### ABOUT THIS EXERCISE:
I would like the records restated word for word, without the pictures.

Collected data entries

* * * * * * *

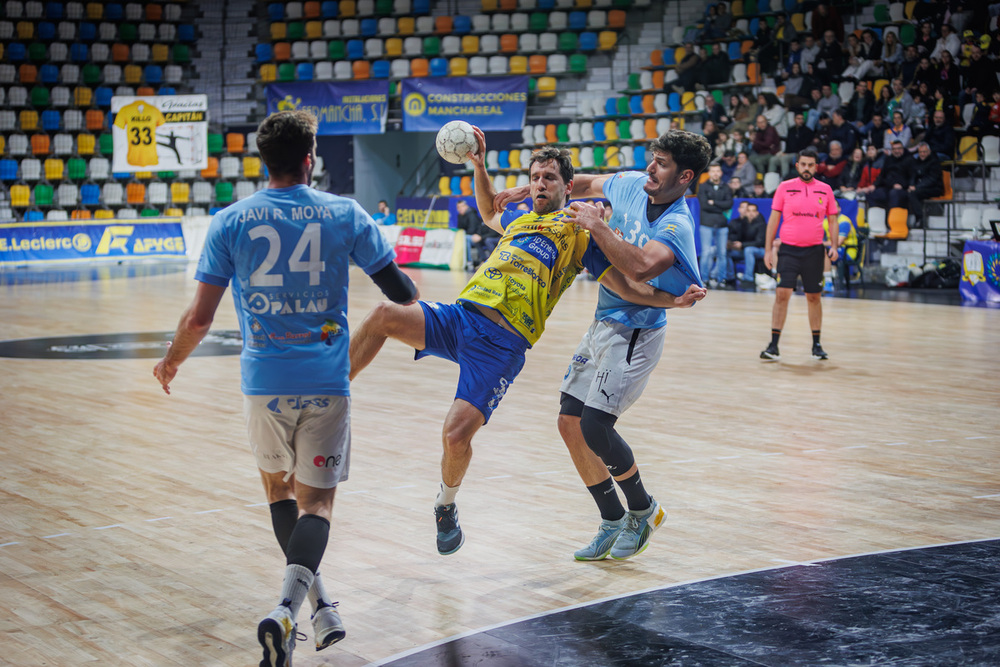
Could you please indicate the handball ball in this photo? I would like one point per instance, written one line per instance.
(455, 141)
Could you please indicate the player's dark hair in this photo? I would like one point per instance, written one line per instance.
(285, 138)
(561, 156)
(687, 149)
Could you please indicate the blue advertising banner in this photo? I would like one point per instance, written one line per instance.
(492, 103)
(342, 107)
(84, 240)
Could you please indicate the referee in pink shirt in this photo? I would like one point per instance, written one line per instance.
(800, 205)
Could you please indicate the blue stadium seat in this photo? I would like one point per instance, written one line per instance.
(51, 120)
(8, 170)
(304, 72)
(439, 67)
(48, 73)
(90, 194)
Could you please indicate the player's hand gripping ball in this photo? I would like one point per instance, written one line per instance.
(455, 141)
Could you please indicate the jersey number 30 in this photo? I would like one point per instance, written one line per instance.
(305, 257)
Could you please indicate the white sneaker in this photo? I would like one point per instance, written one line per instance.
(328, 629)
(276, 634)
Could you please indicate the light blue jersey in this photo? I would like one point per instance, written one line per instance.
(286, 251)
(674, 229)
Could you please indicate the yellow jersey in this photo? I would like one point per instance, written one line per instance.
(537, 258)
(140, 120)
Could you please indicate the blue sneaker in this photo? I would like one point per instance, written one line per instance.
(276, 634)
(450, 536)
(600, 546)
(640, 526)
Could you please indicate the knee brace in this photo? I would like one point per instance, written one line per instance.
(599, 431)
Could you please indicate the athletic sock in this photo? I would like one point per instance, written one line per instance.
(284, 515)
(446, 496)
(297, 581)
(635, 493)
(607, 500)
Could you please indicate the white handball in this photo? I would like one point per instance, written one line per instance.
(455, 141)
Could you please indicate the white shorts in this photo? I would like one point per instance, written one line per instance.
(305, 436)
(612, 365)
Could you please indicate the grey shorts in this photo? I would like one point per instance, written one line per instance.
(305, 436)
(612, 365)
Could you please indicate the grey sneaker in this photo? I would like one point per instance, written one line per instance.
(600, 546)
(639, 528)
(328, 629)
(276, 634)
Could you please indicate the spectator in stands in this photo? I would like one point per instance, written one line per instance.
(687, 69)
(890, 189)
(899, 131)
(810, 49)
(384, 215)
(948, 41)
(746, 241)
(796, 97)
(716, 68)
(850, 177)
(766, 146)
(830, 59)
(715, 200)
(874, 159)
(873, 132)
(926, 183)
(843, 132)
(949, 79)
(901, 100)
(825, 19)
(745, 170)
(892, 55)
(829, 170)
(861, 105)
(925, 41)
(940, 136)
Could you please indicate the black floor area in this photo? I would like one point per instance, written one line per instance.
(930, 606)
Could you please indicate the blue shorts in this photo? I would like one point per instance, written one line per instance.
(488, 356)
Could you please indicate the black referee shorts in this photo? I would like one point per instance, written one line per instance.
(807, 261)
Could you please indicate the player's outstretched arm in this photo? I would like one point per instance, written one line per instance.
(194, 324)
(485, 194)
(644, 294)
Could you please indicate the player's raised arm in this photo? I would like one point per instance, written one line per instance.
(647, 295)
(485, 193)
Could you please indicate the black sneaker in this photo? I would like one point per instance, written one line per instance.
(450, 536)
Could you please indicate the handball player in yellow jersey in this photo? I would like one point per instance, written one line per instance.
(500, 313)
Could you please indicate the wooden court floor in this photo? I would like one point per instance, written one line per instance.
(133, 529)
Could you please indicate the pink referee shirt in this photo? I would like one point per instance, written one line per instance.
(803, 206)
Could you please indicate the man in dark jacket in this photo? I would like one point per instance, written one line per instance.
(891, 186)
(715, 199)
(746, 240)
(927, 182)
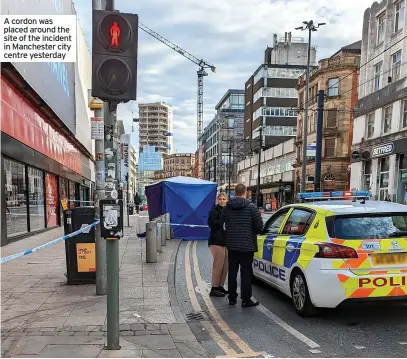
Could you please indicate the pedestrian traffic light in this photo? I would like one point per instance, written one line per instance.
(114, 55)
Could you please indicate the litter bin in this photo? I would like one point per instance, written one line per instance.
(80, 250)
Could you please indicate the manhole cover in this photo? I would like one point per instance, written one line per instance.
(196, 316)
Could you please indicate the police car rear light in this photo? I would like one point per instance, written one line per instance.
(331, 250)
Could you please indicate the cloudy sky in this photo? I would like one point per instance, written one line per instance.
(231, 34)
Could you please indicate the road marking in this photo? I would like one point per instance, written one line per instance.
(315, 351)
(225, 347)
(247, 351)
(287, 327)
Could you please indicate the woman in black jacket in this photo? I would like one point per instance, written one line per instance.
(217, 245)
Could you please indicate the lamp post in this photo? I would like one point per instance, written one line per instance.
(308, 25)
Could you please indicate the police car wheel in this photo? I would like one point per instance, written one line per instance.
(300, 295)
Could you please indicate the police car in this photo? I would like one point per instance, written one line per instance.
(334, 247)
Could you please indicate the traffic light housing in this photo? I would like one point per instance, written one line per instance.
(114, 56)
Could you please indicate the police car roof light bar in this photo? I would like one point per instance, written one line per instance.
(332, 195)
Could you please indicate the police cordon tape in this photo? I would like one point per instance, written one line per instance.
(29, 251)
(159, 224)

* * * * * * *

### OUTPUT OF THE EXERCISE:
Could you please indicate the handball ball in this photo? I would like one point per instance, written one line per instance.
(455, 141)
Could you please indicate the player's dark hair in this photo? I would like one point per instance, written one line per instance.
(285, 138)
(561, 156)
(687, 149)
Could you please indicate the blue advertising banner in this photo? I would like one point per instance, written one line per instance.
(492, 103)
(342, 107)
(84, 240)
Could you please indicate the referee in pink shirt in this photo? I would like one point per instance, written one line per instance.
(800, 205)
Could you please indicate the blue stadium seat in this photo? I would like one point per instance, written one line per instance.
(51, 120)
(8, 170)
(304, 72)
(439, 67)
(48, 73)
(90, 194)
Could you please indicate the player's hand gripping ball in this photo? I would like one point per instance, written one line per instance.
(455, 141)
Could you please indicate the jersey number 30 in this photo? I would like one point per instance, written one line per instance.
(305, 257)
Could you please indicate the white sneaker in this photo? I would like one point per instance, written one line per instance.
(328, 629)
(276, 634)
Could you please indicate the light blue jersey in this photo? I would like one point per instance, written one line per instance.
(286, 251)
(674, 229)
Could you please indicate the yellow jersey in this photo? I would like one point per instance, written one line per instance.
(537, 258)
(140, 120)
Could you please indicate the blue sneaker in this photo? I would like one point per instance, written one line per instance.
(276, 634)
(450, 536)
(600, 546)
(640, 526)
Could you please indicate the knee brace in this photo? I would like one point per instance, written one line per instance.
(599, 431)
Could you please indicate the athletic sock in this photo? I would like one point per instance, written one line per instance.
(284, 515)
(446, 496)
(297, 581)
(635, 493)
(607, 500)
Could you please indicate the white handball in this photo? I would like one point per instance, written one line per instance.
(455, 141)
Could you please indicate the white shorts in this photo? I would like one point per instance, written one line per instance.
(305, 436)
(612, 365)
Could you please indicate the grey shorts in this photo? I would like one point per instance, written one line per instance.
(305, 436)
(612, 365)
Could you please indicate the grey sneaker in this photo? I would like one point per instance, written one line per instance.
(600, 546)
(639, 528)
(328, 629)
(276, 634)
Could you please indicate the spectator in stands in this photo? I would like one point per instance, written one line per instance.
(687, 69)
(890, 189)
(899, 131)
(810, 49)
(384, 215)
(948, 41)
(746, 241)
(796, 97)
(716, 68)
(850, 177)
(766, 146)
(830, 59)
(715, 200)
(874, 159)
(873, 132)
(926, 183)
(843, 132)
(949, 79)
(901, 100)
(825, 19)
(745, 170)
(892, 55)
(829, 170)
(861, 105)
(925, 41)
(940, 136)
Could you please indicate the black floor area in this photo? I would like one point per instance, written one line per instance.
(930, 606)
Could you please indicate the blue shorts in this photo? I would like one point per instance, written one line per instance.
(488, 356)
Could you please indicate the black referee shorts in this photo? I would like one point per instance, written one line per instance.
(807, 261)
Could you please indicate the player's outstretched arm in this photo? I would like one point per instance, written one line per instance.
(194, 324)
(485, 194)
(644, 294)
Could you please indicate the player's raised arm in this photo? I would like one point per instance, written one line per instance.
(647, 295)
(485, 193)
Could you please indicate the black sneaker in this photo? I would like one point per instance, written one line per instance.
(450, 536)
Could you please indicate the handball player in yellow jersey in this photo? I would like one point per instance, written one line per instance.
(500, 313)
Could you please indicate the wooden court floor in this photo? I would like one point per instance, written one line per instance.
(133, 529)
Could you please indicate the pink referee shirt in this photo? I would like one point per instance, written one line per instance.
(803, 206)
Could you please indicate the man in dark jacket in this photo? I would like one point per instance, written one line per instance.
(891, 186)
(715, 199)
(746, 240)
(927, 182)
Could you please indicate the pedestrian traffic light in this photo? I would like one point per instance, written one line per instance.
(114, 55)
Could you please indicate the litter bin in this photo? I would like one point per instance, written one line per instance.
(80, 250)
Could you please indicate the manhole cover in this photo? I would like one point per instance, written one line per instance.
(196, 316)
Could you please indicate the police car rear light in this photo? I would like one point per instance, written one line per instance.
(331, 250)
Could you please indicate the cloudy sky in this photo? I would like one point per instance, written one line per instance.
(231, 34)
Could you please indicate the road marking in this photo? I would like one point per instance, written one line per instance.
(315, 351)
(225, 347)
(247, 351)
(287, 327)
Could you please indicate the woman in black jacket in this photo? I would like one point per instance, written one line per instance.
(217, 245)
Could you please indicate the lamp post in this photo? I would like one point per instance, written one line per instance.
(308, 25)
Could you please indicate the police car wheel in this photo? I would like one point per instance, written one line per instance.
(300, 295)
Could you please indicate the police car in this photo? I would like one point per instance, written one line per instance.
(334, 247)
Could you please indicate the traffic light housing in this photo? I would like one point per instance, written one line per instance.
(114, 56)
Could you please indicate the police car roof light bar in this photo? I would like one point per instance, written one line per instance.
(332, 195)
Could you please indicate the police cordon tape in this photo? I would like one point per instance, written one line per instance.
(29, 251)
(159, 224)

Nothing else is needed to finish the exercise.